» Page excerpt
++++++++++

To thoroughly assess fibril morphology, 127–283 unique measurements of fibril diameters were made for the single and mixed system (Supplementary Fig. S4); the mixed system was found to contain filaments characteristic of 1 although with some perturbation in size. The presence of fibrils characteristic of 1 is corroborated by visual inspection of the micrographs (Fig. 4a–c insets). The observation of filaments of 1 in the mixed solution (Fig. 4c) is strongly suggestive of self-sorting, though alone is not sufficient to unambiguously show self-sorting at this macroscopic level.

Small-Angle Neutron Scattering indicates self-sorting

To further distinguish coassembly from self-sorting, small-angle neutron scattering (SANS) was performed to probe the self-sorting at the nanoscale. Given the finite Q range of the instrument used (1–100 nm), the fitting is most sensitive to the cross-sectional nature of the filament, hence SANS is in principle a good tool to evaluate gels with self-sorted fibres of different diameters. To fit the data, which exhibits a smooth transition in Q dependence over the length scale probed on the instrument, Fig. 5, we used the Kholodenko-Dirac worm-like chain model. The best fit to the data for 1 using this model (solid line) was for a core-shell structure with a core radius (Rcore) of 5.2 nm and an outer radius (Router) of 8.8 nm, implying a shell thickness of 3.6 nm. 2 alone exhibited very different scattering to 1,with the data fitting best to the simpler solid worm-like structure, with a radius of 2.6 nm. In both cases, the diameters measured by SANS are smaller than observed by TEM, which may indicate SANS detecting a protofilament structure not observable on the length scales probed by TEM.

Figure 5: Small angle neutron scattering (SANS) data.
Figure 5

SANS data for () 1 alone, () 2 alone and (Δ) 1 and 2.

For mixed gels, the scattering was more complex, demonstrating characteristic peaks associated with both pure 1 and pure 2 (slow decay at low Q indicative of 2, and the precipitous feature of 1 around Qmax ≈ 0.08 Å−1). Both the mixed sample and pure 1 show a weak peak around Qmax ≈ 0.10 Å−1 (63 Å) indicating that both contain some degree of core-shell morphology. However, a comparison of the scattering from pure and mixed gels alone could not distinguish between coexisting homomolecular assemblies and coassembled average structures. To clarify this distinction, we prepared an analogue of 2 with a deuterated naphthalene ring (d-2), which will greatly reduce the contribution of 2 to the scattering. The fit to the SANS data from gels containing pure d-2 was in close agreement with that of 2, albeit with significantly weaker scattering as expected, indicating that the assembly of 2 is unaffected by deuteration (Supplementary Figs S5 and S6). We then examined mixed systems of 1 and d-2. Here if the system were truly mixed, we would expect an overall decrease in scattering when using d-2 as compared with 2. For a self-sorted system, we would expect that the scattering would more resemble that of 1 alone, as the scattering from d-2 is reduced relative to 2. This latter case is indeed what we see: comparing scattering from the mixture of 1 and 2 with that from either 1 or d-2 shows a relative increase in the contribution of the feature at 0.10 Å−1; that is, the scattering from a mixture of 1 and d-2 resembles most strongly the scattering from 1 (Supplementary Fig. S7). Hence, the SANS data is consistent with a self-sorted system being formed rather than an average structure.

++++++++++

» Exercise goal
Continue the passage on neutron scattering evidence for self-sorting in mixed gels, picking up after its final sentence.

++++++++++

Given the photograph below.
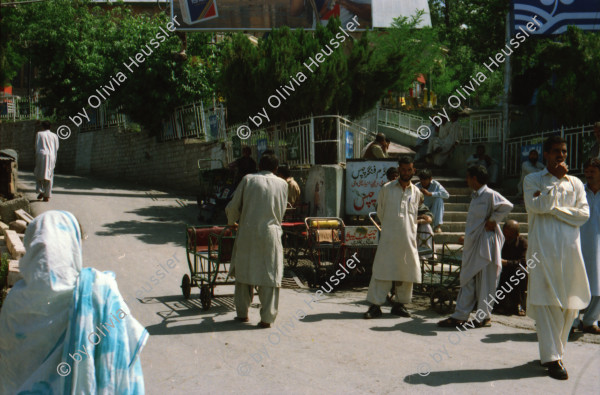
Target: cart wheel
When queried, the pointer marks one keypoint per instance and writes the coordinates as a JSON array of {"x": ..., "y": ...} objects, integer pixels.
[
  {"x": 205, "y": 297},
  {"x": 292, "y": 257},
  {"x": 441, "y": 300},
  {"x": 186, "y": 286}
]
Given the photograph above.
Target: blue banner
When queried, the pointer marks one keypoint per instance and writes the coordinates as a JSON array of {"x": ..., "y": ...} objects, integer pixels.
[{"x": 555, "y": 15}]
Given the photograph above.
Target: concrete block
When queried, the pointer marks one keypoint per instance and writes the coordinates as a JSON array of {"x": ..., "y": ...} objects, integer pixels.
[
  {"x": 14, "y": 244},
  {"x": 14, "y": 274},
  {"x": 18, "y": 226},
  {"x": 8, "y": 208}
]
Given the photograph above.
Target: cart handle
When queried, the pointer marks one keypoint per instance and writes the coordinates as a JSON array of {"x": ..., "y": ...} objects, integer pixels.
[{"x": 371, "y": 217}]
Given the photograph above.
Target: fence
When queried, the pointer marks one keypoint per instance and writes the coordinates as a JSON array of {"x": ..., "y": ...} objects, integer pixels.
[
  {"x": 579, "y": 142},
  {"x": 19, "y": 108}
]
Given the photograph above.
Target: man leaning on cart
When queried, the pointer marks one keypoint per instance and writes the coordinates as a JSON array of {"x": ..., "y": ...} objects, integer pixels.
[{"x": 258, "y": 203}]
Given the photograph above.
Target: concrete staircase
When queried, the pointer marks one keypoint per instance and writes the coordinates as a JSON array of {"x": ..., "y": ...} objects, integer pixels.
[{"x": 457, "y": 206}]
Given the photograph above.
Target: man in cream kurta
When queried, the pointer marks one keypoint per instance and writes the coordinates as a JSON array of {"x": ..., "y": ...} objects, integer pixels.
[
  {"x": 558, "y": 285},
  {"x": 46, "y": 148},
  {"x": 482, "y": 252},
  {"x": 397, "y": 257},
  {"x": 259, "y": 204}
]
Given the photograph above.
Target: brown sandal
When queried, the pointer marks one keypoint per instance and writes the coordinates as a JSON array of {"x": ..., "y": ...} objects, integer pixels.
[{"x": 450, "y": 323}]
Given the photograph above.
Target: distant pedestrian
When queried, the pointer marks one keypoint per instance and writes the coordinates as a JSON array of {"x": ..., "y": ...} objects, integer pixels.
[
  {"x": 46, "y": 149},
  {"x": 397, "y": 257},
  {"x": 481, "y": 260},
  {"x": 558, "y": 285},
  {"x": 293, "y": 187},
  {"x": 259, "y": 203},
  {"x": 590, "y": 246},
  {"x": 531, "y": 165},
  {"x": 434, "y": 194}
]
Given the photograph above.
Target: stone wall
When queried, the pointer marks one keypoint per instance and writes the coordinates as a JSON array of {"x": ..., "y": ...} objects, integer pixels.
[{"x": 117, "y": 154}]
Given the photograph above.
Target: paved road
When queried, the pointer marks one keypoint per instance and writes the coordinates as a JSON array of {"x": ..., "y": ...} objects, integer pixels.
[{"x": 132, "y": 230}]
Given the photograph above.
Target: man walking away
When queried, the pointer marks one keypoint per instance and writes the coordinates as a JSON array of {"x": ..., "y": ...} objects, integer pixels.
[
  {"x": 434, "y": 194},
  {"x": 258, "y": 204},
  {"x": 590, "y": 246},
  {"x": 514, "y": 256},
  {"x": 397, "y": 257},
  {"x": 558, "y": 285},
  {"x": 46, "y": 148},
  {"x": 481, "y": 260}
]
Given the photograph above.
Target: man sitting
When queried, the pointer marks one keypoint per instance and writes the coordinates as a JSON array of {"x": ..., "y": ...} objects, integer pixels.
[
  {"x": 514, "y": 253},
  {"x": 480, "y": 158}
]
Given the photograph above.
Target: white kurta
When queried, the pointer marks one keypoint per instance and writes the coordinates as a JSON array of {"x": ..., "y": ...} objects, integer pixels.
[
  {"x": 559, "y": 278},
  {"x": 397, "y": 257},
  {"x": 526, "y": 169},
  {"x": 482, "y": 247},
  {"x": 46, "y": 148},
  {"x": 450, "y": 133},
  {"x": 590, "y": 241},
  {"x": 435, "y": 202},
  {"x": 259, "y": 203}
]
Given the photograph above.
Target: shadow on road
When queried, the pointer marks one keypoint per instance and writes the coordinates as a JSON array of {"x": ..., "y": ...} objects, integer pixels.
[{"x": 437, "y": 379}]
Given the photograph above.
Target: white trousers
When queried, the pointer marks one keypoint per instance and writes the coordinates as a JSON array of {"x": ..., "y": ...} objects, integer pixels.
[
  {"x": 44, "y": 187},
  {"x": 552, "y": 325},
  {"x": 591, "y": 313},
  {"x": 378, "y": 290},
  {"x": 269, "y": 301},
  {"x": 479, "y": 291}
]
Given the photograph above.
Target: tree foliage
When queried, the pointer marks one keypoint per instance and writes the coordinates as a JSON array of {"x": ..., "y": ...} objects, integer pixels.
[
  {"x": 350, "y": 81},
  {"x": 77, "y": 48}
]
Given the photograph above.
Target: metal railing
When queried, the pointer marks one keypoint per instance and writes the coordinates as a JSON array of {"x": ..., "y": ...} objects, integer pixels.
[
  {"x": 195, "y": 121},
  {"x": 402, "y": 121},
  {"x": 579, "y": 139}
]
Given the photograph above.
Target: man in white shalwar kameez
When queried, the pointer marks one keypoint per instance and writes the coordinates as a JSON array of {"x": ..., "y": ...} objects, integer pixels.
[
  {"x": 259, "y": 203},
  {"x": 46, "y": 148},
  {"x": 590, "y": 246},
  {"x": 434, "y": 194},
  {"x": 558, "y": 285},
  {"x": 482, "y": 252},
  {"x": 397, "y": 256}
]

++++++++++

» Exercise output
Fibre X-ray diffraction proves self-sorting

To prove definitively the self-sorting of 1 and 2 at the assembled molecular level, we used fibre X-ray diffraction (fXRD) of the gel phase as shown in Fig. 6. We have used this technique previously to examine gels formed from both 1 (ref. 13) and 2 (ref. 23) in single-component systems, and have shown that it is appropriate for studying hydrated gel phases23. The diffraction from 1 differs significantly to that from 2,producing a characteristic and reproducible signature for each individual system. In confirmation of self-sorting, the fXRD pattern of the two-component system was found to match an overlay of the scattering signatures expected from individual ‘pure’ gels (Fig. 6b). Importantly, the signal positions arising from the lattice structures of the individual systems are preserved in the mixed gel. Had coassembly occurred, a disruption of the individual native lattice structures or the formation of a new unique structure would be expected. A slight difference is observed in the relative intensity of the expected equatorial signal at ~20 Å, arising from 1, though this can be attributable to differing fibre packing arrangements influenced by the presence of 2. Therefore, we conclude that the single-component system structures are unchanged, indicating that self-sorting has occurred. This is remarkable when one considers the structural similarity between the two gelator precursors, and the identical chirality of both molecules: indeed, these two parameters are most often used to define and to design self-sorted systems1,2,11. We note that it is possible that a block-like structure has been adopted, whereby fibres formed from 2 nucleate from the ends of fibres of 1. From the TEM data, this seems unlikely, but we cannot currently rule out this possibility.

Figure 6: fXRD data show self-sorting.
Figure 6

(a) fXRD data for 1 alone (left), 2 alone (middle) and the two-component system (right). (b) Equatorial and (c) meridional intensities for (red, long dash) 1, (blue, short dash) 2 and (black, solid) the two-component system. The calculated theoretical self-sorted combination (purple, dotted) of 1 and 2 is shown for reference. Significant matching peaks are labelled in Ångstroms and their origin coloured by respective systems as above. Equatorial signals are shown over a logarithmic scale for clarity.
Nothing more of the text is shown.